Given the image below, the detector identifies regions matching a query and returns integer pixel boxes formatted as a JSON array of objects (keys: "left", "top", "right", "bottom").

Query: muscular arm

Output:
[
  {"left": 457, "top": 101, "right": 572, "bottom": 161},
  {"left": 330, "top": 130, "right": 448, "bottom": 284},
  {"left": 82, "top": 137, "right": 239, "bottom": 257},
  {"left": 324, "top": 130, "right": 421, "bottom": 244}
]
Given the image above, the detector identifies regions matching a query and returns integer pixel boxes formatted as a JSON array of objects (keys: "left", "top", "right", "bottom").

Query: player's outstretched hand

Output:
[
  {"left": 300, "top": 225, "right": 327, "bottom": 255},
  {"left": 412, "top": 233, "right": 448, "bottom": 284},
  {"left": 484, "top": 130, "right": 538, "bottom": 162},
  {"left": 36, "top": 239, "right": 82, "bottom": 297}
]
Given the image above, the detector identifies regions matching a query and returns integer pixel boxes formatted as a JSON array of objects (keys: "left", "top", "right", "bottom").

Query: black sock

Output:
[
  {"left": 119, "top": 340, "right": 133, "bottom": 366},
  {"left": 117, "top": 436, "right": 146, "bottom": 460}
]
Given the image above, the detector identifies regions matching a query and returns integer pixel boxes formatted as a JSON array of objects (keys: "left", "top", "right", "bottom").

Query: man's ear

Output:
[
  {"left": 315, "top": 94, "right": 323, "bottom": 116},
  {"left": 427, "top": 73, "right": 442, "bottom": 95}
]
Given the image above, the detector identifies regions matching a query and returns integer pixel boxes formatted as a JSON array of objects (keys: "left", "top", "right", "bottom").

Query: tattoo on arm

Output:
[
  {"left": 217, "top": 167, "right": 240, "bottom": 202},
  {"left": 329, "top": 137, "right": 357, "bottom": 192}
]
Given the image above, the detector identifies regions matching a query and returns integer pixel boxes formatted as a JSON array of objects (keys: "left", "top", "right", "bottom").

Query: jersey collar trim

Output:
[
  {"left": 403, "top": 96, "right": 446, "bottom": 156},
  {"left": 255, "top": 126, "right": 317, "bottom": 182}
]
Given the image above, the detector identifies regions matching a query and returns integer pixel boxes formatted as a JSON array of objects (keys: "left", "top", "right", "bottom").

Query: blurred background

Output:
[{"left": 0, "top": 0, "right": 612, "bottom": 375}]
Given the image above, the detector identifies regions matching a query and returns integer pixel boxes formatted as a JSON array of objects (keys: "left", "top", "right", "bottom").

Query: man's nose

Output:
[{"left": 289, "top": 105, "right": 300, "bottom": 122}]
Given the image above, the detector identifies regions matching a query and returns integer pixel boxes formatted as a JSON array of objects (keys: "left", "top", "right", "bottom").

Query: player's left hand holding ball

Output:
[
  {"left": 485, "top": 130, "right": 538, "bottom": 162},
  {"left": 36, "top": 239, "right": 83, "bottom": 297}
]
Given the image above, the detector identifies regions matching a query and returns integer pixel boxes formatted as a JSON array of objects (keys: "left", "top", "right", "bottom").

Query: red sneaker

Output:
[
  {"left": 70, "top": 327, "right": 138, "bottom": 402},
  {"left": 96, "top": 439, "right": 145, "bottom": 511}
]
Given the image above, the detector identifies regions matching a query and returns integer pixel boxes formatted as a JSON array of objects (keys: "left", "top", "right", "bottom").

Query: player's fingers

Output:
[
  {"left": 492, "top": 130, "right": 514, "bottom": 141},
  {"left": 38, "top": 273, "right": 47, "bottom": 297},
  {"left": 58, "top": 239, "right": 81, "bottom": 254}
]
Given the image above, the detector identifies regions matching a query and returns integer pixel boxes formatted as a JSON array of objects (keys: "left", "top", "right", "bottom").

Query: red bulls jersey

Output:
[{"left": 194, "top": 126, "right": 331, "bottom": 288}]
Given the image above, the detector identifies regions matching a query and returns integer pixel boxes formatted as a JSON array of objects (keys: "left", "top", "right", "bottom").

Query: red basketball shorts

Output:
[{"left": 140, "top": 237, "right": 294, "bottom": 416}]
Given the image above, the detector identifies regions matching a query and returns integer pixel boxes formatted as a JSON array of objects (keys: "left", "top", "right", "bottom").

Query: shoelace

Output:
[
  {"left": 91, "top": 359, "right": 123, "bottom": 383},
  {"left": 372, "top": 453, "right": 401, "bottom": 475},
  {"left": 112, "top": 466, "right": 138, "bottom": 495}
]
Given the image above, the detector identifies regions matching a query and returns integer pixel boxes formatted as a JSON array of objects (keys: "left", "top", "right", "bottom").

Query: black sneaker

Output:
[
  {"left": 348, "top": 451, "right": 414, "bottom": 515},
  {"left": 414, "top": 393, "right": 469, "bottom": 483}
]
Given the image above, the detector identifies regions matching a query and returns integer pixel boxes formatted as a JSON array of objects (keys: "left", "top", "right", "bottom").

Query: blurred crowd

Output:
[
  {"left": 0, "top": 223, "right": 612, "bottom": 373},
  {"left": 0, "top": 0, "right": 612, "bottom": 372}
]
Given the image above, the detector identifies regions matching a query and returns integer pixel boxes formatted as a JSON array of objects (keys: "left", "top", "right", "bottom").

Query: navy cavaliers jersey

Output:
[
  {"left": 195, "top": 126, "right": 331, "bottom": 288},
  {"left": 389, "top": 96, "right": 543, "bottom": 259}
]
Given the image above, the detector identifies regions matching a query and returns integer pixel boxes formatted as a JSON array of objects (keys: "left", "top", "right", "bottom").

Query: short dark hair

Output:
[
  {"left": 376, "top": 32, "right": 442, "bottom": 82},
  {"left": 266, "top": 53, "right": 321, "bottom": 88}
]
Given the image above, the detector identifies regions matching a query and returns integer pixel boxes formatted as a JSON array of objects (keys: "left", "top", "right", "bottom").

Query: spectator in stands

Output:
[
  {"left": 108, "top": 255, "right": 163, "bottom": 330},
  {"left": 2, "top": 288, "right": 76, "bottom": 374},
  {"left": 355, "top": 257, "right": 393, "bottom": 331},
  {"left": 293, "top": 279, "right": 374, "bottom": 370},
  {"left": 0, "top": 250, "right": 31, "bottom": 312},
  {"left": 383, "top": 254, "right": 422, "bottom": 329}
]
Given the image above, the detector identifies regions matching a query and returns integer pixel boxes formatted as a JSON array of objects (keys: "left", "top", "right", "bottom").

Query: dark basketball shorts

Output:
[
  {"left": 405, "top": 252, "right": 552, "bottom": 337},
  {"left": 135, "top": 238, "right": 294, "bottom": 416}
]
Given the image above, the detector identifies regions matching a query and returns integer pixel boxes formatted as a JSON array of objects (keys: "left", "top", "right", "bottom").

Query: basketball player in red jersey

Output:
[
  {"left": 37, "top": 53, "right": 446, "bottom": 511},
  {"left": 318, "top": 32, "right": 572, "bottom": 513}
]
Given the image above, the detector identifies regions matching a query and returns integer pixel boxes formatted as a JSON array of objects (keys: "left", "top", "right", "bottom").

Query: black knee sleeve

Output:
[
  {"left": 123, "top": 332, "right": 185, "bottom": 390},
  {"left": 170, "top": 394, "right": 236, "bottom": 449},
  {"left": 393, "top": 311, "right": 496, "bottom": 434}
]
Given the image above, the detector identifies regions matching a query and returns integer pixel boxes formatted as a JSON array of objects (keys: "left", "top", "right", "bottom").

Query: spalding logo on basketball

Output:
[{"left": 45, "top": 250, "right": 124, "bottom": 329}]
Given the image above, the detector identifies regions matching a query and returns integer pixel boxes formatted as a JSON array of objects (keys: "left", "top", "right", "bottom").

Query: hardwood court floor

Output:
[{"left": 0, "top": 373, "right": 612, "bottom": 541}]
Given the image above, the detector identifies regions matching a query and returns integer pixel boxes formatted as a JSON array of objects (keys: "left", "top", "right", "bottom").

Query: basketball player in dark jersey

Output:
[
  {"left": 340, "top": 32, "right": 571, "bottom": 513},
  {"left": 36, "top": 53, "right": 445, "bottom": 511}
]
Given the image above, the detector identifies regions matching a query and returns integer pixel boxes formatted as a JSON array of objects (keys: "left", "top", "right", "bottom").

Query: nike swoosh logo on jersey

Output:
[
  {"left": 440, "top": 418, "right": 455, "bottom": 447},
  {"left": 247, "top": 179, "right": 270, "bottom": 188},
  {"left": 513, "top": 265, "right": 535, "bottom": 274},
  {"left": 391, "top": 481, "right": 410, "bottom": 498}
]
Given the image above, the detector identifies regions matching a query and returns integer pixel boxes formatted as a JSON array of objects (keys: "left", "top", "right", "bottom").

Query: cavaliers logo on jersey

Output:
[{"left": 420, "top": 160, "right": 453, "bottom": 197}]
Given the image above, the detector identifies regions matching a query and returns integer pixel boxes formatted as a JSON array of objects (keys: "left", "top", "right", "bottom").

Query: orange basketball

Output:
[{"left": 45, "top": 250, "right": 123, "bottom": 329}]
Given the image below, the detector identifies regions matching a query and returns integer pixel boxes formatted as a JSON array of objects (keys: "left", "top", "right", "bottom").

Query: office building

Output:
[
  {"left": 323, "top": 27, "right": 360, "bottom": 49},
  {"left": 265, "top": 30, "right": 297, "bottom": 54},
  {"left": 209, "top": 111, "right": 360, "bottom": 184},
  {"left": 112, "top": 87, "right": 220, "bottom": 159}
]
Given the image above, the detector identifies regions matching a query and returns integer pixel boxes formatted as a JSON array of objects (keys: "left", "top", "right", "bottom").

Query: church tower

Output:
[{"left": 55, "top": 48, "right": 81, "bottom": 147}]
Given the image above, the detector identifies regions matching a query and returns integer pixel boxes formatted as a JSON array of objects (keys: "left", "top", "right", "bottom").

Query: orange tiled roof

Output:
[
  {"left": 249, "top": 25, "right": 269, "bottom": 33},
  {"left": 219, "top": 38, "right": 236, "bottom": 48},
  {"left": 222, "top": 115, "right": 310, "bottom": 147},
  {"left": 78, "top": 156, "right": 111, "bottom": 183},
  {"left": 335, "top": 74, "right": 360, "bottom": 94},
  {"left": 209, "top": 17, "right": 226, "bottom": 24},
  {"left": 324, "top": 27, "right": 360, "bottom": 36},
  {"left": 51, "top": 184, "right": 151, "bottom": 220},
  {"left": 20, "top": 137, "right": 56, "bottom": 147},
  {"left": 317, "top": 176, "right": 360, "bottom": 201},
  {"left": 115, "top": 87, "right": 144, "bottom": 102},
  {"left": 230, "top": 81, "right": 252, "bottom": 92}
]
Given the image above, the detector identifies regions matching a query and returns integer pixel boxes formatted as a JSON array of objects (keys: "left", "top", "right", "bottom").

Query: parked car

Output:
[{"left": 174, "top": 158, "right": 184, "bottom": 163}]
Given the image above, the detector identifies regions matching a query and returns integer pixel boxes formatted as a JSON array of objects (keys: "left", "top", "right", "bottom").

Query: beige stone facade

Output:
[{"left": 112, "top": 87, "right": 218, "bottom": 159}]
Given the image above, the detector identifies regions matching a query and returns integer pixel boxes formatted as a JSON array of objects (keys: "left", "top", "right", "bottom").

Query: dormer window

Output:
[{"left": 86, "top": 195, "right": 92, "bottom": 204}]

------------------------------

Could you pull out every line of the records above that contains the word "hand"? Case counts, so skip any line where it appears only with different capitalization.

Query: player's outstretched hand
Query: player's left hand holding ball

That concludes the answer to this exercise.